#### Action item:
Repeat the listing in full, exactly as it stands.
--- Listed records Enclosed Below ---
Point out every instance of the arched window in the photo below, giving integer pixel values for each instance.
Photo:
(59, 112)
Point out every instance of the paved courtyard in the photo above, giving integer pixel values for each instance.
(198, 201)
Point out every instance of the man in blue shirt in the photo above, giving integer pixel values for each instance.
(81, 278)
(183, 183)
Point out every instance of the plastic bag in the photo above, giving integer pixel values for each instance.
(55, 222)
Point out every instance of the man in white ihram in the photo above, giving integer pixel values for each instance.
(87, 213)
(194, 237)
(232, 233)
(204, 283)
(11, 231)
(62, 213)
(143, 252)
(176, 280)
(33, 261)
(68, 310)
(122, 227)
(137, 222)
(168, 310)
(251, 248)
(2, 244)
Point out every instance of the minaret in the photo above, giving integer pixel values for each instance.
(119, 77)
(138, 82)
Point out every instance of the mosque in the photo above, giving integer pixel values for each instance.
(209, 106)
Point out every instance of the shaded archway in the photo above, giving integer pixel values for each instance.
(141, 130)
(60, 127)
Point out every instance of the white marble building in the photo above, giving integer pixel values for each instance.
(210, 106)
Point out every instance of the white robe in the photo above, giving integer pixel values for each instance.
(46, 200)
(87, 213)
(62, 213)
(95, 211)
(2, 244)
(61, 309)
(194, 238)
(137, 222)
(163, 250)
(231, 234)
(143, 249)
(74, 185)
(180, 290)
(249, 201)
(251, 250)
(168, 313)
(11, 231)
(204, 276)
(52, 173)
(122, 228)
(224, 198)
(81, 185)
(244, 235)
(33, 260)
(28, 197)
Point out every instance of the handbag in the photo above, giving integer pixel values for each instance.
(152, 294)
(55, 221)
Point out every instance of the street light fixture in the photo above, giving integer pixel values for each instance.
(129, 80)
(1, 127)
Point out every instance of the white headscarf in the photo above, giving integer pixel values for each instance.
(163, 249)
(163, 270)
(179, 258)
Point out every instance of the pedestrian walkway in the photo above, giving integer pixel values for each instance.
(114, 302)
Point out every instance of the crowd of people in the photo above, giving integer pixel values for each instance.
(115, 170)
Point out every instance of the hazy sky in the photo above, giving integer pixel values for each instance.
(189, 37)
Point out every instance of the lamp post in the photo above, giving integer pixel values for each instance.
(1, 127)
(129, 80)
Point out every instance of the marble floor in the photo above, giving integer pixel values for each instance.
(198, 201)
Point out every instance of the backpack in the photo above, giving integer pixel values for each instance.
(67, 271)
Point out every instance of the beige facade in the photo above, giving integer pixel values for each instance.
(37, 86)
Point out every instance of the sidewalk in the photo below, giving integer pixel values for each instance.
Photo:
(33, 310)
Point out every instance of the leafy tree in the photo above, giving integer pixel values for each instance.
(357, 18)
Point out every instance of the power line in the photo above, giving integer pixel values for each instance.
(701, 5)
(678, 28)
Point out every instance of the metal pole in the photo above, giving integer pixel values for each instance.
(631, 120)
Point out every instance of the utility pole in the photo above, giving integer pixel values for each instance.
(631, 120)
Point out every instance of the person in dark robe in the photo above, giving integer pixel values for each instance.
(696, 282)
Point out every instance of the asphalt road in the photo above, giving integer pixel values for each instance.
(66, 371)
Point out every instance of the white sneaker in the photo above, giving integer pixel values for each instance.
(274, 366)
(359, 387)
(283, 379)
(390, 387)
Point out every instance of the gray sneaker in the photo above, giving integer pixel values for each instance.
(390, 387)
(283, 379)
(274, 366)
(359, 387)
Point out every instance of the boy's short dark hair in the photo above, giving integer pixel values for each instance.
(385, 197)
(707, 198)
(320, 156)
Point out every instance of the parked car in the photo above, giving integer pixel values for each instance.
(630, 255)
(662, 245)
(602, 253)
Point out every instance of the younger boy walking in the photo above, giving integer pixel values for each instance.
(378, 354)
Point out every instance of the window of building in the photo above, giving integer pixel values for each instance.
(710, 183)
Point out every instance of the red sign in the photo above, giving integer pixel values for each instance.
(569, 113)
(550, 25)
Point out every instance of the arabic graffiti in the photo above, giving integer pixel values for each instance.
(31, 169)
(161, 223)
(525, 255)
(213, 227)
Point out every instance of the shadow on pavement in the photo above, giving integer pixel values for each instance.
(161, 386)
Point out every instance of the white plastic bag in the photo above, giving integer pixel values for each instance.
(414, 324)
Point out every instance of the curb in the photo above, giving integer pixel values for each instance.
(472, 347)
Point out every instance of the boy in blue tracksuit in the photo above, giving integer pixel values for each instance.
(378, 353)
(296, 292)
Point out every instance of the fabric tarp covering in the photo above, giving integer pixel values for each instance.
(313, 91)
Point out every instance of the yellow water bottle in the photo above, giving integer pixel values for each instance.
--- End of Enclosed Listed records ---
#### Response for this exercise:
Point out every instance of the arched window in the photo below, giving integer pixel values for each instance.
Photo:
(59, 112)
Point out every instance of the paved courtyard in the photo above, giving integer pixel values for each instance.
(198, 201)
Point out every instance of the man in blue shirt in the photo above, giving integer pixel values for each instance.
(81, 278)
(183, 183)
Point out every instance of the plastic bag in the photo above, giving integer pixel values for each instance.
(55, 222)
Point out every instance of the man in white ihram in the photo above, giving integer pixel values for each instance.
(87, 213)
(194, 237)
(232, 233)
(204, 283)
(11, 231)
(62, 213)
(143, 252)
(176, 280)
(33, 261)
(68, 310)
(122, 227)
(137, 222)
(168, 310)
(251, 248)
(2, 244)
Point out every instance of the minaret in the photo above, giving integer pixel values for each instance.
(119, 77)
(138, 82)
Point out every instance of the mosque in the photo above, giving integer pixel values for each instance.
(209, 106)
Point out every instance of the shaded archway in the photo above, giving integer pixel values for each instance.
(141, 130)
(60, 127)
Point out every instance of the white marble building in the photo above, giving integer pixel values for each instance.
(210, 106)
Point out every instance of the white robe in the photo above, giving integer pixel values for each instance.
(46, 200)
(87, 213)
(62, 213)
(95, 211)
(2, 244)
(61, 309)
(194, 238)
(137, 222)
(163, 250)
(231, 234)
(143, 249)
(74, 185)
(180, 290)
(249, 201)
(251, 250)
(168, 313)
(11, 231)
(204, 276)
(52, 173)
(122, 228)
(224, 198)
(81, 185)
(244, 235)
(33, 260)
(28, 197)
Point out every instance of the handbag in the photo above, giving integer pixel values for each instance.
(152, 294)
(55, 221)
Point out every instance of the street light fixture in the photo above, giving integer pixel values for each instance.
(129, 80)
(1, 127)
Point out every instance of the white headscarf in the photo above, giving integer pixel values for each instance.
(163, 249)
(163, 270)
(179, 258)
Point out every instance of the pedestrian walkway in the photo above, giving integer pixel values for each instance.
(114, 302)
Point out every instance of the crowd of people in the photo above, giving integer pixel values for each instance.
(115, 170)
Point out every instance of the hazy sky in the photo above, giving integer pixel values for each instance.
(189, 37)
Point out every instance of the lamp post in the photo above, giving integer pixel values for each instance.
(1, 127)
(129, 80)
Point out every instance of the marble floor in the photo above, giving integer pixel values for each instance.
(198, 201)
Point out every instance of the backpack in the photo above, giving integer pixel values for each instance.
(67, 271)
Point out every instance of the beige facade in the photo above, giving integer pixel values for each instance.
(37, 86)
Point out every instance of the sidewalk in the photo below, giving integer pixel values for each instance.
Photo:
(33, 310)
Point out every instance of the leafy tree in the photo above, giving integer pixel values for each instance.
(357, 18)
Point out every instance of the power line in the photo above, giving integer pixel values for each instance.
(701, 5)
(678, 28)
Point out every instance of the metal pole in the photo above, giving integer pixel values for each instance.
(631, 120)
Point out every instance of the utility pole in the photo above, giving integer pixel values for each instance.
(631, 120)
Point out every instance of the person in dark robe in the photo above, giving integer pixel values for each instance.
(696, 282)
Point out every instance of the asphalt road in the photo above, giving integer pixel values for each instance.
(66, 371)
Point out every instance of the white sneaker in the photo above, giving integer pixel values for each instance.
(274, 366)
(359, 387)
(283, 379)
(390, 387)
Point out every instance of the gray sneaker in the photo above, giving integer pixel values for each instance.
(390, 387)
(283, 379)
(274, 366)
(359, 387)
Point out every instance of the boy's short dark hair in the photo above, giving integer pixel values for each instance.
(385, 197)
(707, 198)
(320, 156)
Point out every instance of the parked car in the photo above, giving integer pixel values for each instance.
(630, 255)
(662, 245)
(602, 253)
Point out every instance of the younger boy walking in the photo above, giving integer pixel values for each instance.
(378, 354)
Point out every instance of the window of building in the photo above, giving integer pixel values for each instance.
(710, 183)
Point out every instance of the red sign in the photo above, giving integer pixel values for each instance.
(569, 113)
(550, 25)
Point out every instance of the arabic graffiti in the photo above, giving integer pixel values for each instance.
(31, 169)
(161, 223)
(525, 255)
(213, 227)
Point out every instance of the shadow on pavement in the photo above, giving integer pixel values for each instance.
(161, 386)
Point out every instance of the white plastic bag in the photo above, giving integer pixel values for each instance.
(414, 324)
Point out every instance of the curb in the photo above, giving integer pixel values for each instance.
(472, 347)
Point out every instance of the boy in blue tracksuit in the photo above, giving integer pixel values for each instance.
(378, 353)
(296, 292)
Point out every instance of the fabric tarp covering in the photo above, giving integer pixel values for each instance.
(313, 91)
Point out every instance of the yellow water bottle in the photo above, giving integer pixel values for each instance.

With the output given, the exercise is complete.